## Directive
Put every line of the items below into a JSON list of strings, one string per line, leaving out blank lines.

## Data listing
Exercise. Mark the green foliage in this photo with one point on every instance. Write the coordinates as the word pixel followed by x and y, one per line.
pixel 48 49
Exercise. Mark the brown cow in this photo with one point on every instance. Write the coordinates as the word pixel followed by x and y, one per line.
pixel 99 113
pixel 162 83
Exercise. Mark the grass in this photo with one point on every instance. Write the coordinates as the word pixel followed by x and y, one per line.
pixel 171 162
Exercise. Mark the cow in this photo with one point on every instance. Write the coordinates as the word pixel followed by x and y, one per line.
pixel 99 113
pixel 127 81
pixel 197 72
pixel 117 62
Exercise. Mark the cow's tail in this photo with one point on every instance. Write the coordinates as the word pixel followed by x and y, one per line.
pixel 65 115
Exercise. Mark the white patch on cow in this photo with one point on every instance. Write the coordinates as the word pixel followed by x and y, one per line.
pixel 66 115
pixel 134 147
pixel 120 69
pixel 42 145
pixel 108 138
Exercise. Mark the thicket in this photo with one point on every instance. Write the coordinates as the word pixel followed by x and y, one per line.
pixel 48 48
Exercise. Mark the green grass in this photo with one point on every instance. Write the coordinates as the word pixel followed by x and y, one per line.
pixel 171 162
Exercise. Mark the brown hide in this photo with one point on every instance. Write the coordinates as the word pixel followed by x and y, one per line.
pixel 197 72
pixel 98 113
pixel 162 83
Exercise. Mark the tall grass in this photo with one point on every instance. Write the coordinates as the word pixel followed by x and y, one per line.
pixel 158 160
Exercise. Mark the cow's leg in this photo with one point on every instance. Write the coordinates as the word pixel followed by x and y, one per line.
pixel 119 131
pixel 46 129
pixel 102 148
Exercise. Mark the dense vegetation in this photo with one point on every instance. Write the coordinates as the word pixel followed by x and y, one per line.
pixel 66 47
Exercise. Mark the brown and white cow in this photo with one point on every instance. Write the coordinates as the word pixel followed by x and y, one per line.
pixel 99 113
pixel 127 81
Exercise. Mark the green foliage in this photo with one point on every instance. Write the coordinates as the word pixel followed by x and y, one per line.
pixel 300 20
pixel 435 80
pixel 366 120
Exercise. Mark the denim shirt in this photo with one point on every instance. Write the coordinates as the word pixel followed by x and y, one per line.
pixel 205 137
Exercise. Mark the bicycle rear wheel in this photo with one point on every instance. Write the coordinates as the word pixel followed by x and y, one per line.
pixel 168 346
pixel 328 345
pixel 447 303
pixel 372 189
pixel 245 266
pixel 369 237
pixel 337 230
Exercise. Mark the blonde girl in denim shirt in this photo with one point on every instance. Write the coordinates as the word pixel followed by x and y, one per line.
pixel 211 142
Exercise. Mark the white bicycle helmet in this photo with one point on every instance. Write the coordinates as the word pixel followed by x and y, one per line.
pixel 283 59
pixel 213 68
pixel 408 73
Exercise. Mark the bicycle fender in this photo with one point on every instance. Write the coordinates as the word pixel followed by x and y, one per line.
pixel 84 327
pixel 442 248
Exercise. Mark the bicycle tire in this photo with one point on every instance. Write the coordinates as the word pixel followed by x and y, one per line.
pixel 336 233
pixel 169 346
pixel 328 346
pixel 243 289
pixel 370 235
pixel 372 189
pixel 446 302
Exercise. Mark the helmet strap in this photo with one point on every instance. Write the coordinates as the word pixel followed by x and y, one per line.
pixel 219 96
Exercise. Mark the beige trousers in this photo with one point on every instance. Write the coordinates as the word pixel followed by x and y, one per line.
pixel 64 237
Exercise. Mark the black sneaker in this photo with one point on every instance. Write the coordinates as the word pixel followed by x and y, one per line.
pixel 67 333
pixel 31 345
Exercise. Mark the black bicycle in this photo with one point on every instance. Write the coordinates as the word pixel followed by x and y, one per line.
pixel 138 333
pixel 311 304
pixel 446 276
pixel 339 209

## Exercise answer
[
  "Exercise. Mark the green foliage in this photo with one point on every instance. Write the coordinates as the word pixel followed by x and y, one per line.",
  "pixel 48 49",
  "Exercise. Mark the brown cow in this photo with one point on every instance. Write the coordinates as the word pixel followed by x and y, one per line.",
  "pixel 99 113",
  "pixel 162 83",
  "Exercise. Mark the grass in this photo with one point on every instance. Write the coordinates as the word pixel followed by x and y, one per line.",
  "pixel 171 162",
  "Exercise. Mark the cow in this photo with one point on every instance. Write the coordinates as the word pixel followed by x and y, one per line.",
  "pixel 99 113",
  "pixel 127 81",
  "pixel 197 72",
  "pixel 117 62",
  "Exercise. Mark the cow's tail in this photo with one point on every instance. Write the coordinates as the word pixel followed by x and y, one per line.",
  "pixel 65 115",
  "Exercise. Mark the white patch on cow in this photo with one point on every instance. Write the coordinates as the word pixel followed by x and y, one per line.",
  "pixel 66 115",
  "pixel 134 147",
  "pixel 120 69",
  "pixel 42 145",
  "pixel 108 138",
  "Exercise. Mark the thicket in this photo with one point on every instance. Write the coordinates as the word pixel followed by x and y, one per line.",
  "pixel 48 48",
  "Exercise. Mark the green grass in this photo with one point on every instance. Write the coordinates as the word pixel followed by x and y, one per line.",
  "pixel 171 162",
  "Exercise. Mark the brown hide in this photo with one point on every instance. Write the coordinates as the word pixel followed by x and y, one per line.",
  "pixel 197 72",
  "pixel 98 113",
  "pixel 162 83",
  "Exercise. Mark the tall grass in this photo with one point on every instance. Write the coordinates as the word pixel followed by x and y, one per line.",
  "pixel 158 160",
  "Exercise. Mark the cow's leg in this photo with one point on every instance. Write the coordinates as the word pixel followed by x and y, one per line.",
  "pixel 119 131",
  "pixel 46 129",
  "pixel 102 148",
  "Exercise. Mark the dense vegetation in this photo with one point on every instance. Write the coordinates as the word pixel followed by x and y, one per line.",
  "pixel 66 47",
  "Exercise. Mark the brown and white cow in this photo with one point on every instance. Write the coordinates as the word pixel followed by x and y, one per line.",
  "pixel 99 113",
  "pixel 127 81",
  "Exercise. Mark the green foliage in this photo with one point on every instance. Write the coordinates as the word pixel followed by x and y, one per line.",
  "pixel 300 20",
  "pixel 435 80",
  "pixel 366 120",
  "Exercise. Mark the denim shirt in this photo with one point on every instance. Write the coordinates as the word pixel followed by x and y, one per line.",
  "pixel 205 137",
  "Exercise. Mark the bicycle rear wheel in this photo with one point on every instance. Write the coordinates as the word pixel followed by x and y, one per line.",
  "pixel 168 346",
  "pixel 328 345",
  "pixel 447 303",
  "pixel 372 189",
  "pixel 245 266",
  "pixel 369 237",
  "pixel 337 230",
  "Exercise. Mark the blonde girl in denim shirt in this photo with one point on every instance. Write the coordinates as the word pixel followed by x and y, one per line.",
  "pixel 211 142",
  "Exercise. Mark the white bicycle helmet in this photo with one point on every instance. Write the coordinates as the word pixel followed by x and y, one per line.",
  "pixel 283 59",
  "pixel 213 68",
  "pixel 408 73",
  "Exercise. Mark the bicycle fender in this photo with one point on every instance. Write the coordinates as the word pixel followed by x and y, one per line.",
  "pixel 84 327",
  "pixel 442 248",
  "Exercise. Mark the bicycle tire in this photo with one point on every instance. Write the coordinates as the word pixel followed by x and y, one per line.",
  "pixel 336 233",
  "pixel 169 346",
  "pixel 328 346",
  "pixel 243 289",
  "pixel 370 235",
  "pixel 372 189",
  "pixel 446 302",
  "Exercise. Mark the helmet strap in this photo with one point on every instance. Write the coordinates as the word pixel followed by x and y, one per line.",
  "pixel 219 96",
  "Exercise. Mark the beige trousers in this photo with one point on every instance. Write the coordinates as the word pixel followed by x and y, one per line.",
  "pixel 64 237",
  "Exercise. Mark the black sneaker in this photo with one point on every instance. Write the coordinates as the word pixel followed by x and y, one per line.",
  "pixel 67 333",
  "pixel 31 345",
  "Exercise. Mark the black bicycle in this photo with one point on every instance. Write the coordinates as the word pixel followed by x and y, one per line.",
  "pixel 138 333",
  "pixel 311 304",
  "pixel 446 276",
  "pixel 339 209"
]